** Opening Page extract block **

Series will focus on ‘Living the Jubilee Year’
Editor’s note: Lent begins Feb. 10. And it is the Jubilee of Mercy. As Pope Francis notes in his Lenten message, there is no better time to deepen understanding and commitment to the corporal and spiritual works of mercy. A Catholic Voice series highlighting these works begins with this article.
"It is my burning desire that during this Jubilee, the Christian people may reflect on the corporal and spiritual works of mercy."
So wrote Pope Francis in the Bull of Indiction of the Extraordinary Jubilee of Mercy, which introduced the holy year, that runs from Dec. 8, 2015, to Nov. 20, 2016.
"Jesus introduces us to these works of mercy in his preaching so that we can know whether or not we are living as his disciples," the pope wrote. "Let us rediscover these corporal works of mercy… And let us not forget the spiritual works of mercy."
Helping Catholic Voice readers rediscover the corporal and spiritual works of mercy is the goal of a series beginning with this issue and running each month through September titled, "Living the Jubilee Year: Putting Mercy Into Action."
Priests of the archdiocese will share their reflections on the corporal and spiritual works of mercy, and how Catholics can practice them in their daily lives. And articles will feature people throughout the archdiocese who put mercy into action through loving service – volunteering at food pantries and shelters, visiting the elderly and prisoners, comforting and counseling the troubled, helping others meet their physical and spiritual needs.
The newspaper also is following the lead of Archbishop George J. Lucas, who encouraged personal action in a Jan. 8 Catholic Voice column, echoing the pope’s call for mercy.
"I believe he (Pope Francis) also encourages us to make these works of mercy more personal," the archbishop wrote. "We do meet Jesus in the poor when we encounter them face-to-face. They have something to offer us, even as we reach out to them. In even a limited experience of direct service to our neighbors, we will find that the mercy flows in both directions.
"The spiritual works of mercy are usually more personal by nature," the archbishop continued. "Here, too, we find many opportunities available in our parishes for sharing the encouragement of our faith with others."
For Omar Gutierrez, manager of the archdiocesan Office of Missions and Justice, the pope’s invitation is intended to help people transform their lives through transforming their actions.
"The corporal and spiritual works of mercy are concrete activities we can engage in for that transformation," he said.
Opportunities to show mercy often can be found in daily life, Gutierrez said. Parents perform corporal works of mercy every day, such as feeding and clothing their children, he said.
"I think the pope is inviting us to look at those activities as corporal works of mercy and to bring our spirituality into what we are already doing," he said.
"More than that, the pope is also inviting us to go outside our families and help others through activities such as volunteering at the local shelters."
Although the spiritual works of mercy may be a bit more difficult to exercise in everyday life, Gutierrez suggested looking for opportunities for spiritual formation, to learn about and teach others about the faith.

** Closing Page extract block **

Directions for this task >>
Please mark each statement (a), (b), (c) as agreeing or not agreeing with the Jubilee article. Answer yes or no for each, and quote the deciding words of the article. (a) The holy year runs from Dec. 8, 2015, to Nov. 20, 2016. (b) The series runs each month through December. (c) Omar Gutierrez manages the archdiocesan Office of Missions and Justice. None of the entries play any part in this work.

** Opening Entries provided block **

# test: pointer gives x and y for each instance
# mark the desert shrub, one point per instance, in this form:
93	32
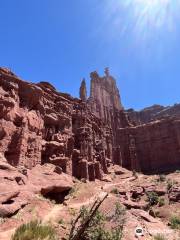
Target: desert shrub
175	222
170	184
162	178
153	198
134	173
34	230
115	191
61	221
159	237
96	229
161	202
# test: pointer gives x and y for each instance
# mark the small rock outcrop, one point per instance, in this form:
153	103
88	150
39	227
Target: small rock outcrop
83	137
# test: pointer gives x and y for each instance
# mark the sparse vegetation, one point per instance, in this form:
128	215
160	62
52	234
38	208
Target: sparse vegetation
61	221
162	178
90	224
152	198
115	191
161	202
169	184
134	173
175	222
159	237
34	230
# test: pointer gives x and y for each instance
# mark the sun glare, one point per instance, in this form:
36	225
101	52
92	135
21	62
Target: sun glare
146	16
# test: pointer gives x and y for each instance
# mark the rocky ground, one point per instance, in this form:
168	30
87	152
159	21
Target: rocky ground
131	190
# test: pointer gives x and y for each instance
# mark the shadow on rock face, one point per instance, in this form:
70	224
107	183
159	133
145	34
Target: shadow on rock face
57	197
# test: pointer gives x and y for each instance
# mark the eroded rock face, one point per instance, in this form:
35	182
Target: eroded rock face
151	147
39	125
82	137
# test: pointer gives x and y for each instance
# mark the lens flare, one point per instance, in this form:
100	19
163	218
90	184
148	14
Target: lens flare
145	17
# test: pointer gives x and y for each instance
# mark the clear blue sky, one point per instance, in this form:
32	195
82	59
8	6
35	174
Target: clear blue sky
62	41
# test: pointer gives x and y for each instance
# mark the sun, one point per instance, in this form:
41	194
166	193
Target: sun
145	17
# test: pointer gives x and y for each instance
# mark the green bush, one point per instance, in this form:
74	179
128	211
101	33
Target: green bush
175	222
170	184
159	237
161	202
162	178
34	230
97	230
115	191
153	198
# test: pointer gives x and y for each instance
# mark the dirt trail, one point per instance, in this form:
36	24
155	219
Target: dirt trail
53	214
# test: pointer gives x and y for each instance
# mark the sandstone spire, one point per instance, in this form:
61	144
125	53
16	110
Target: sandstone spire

** Closing Entries provided block **

Written answer >>
(a) Yes: "runs from Dec. 8, 2015, to Nov. 20, 2016"
(b) No: "running each month through September"
(c) Yes: "manager of the archdiocesan Office of Missions and Justice"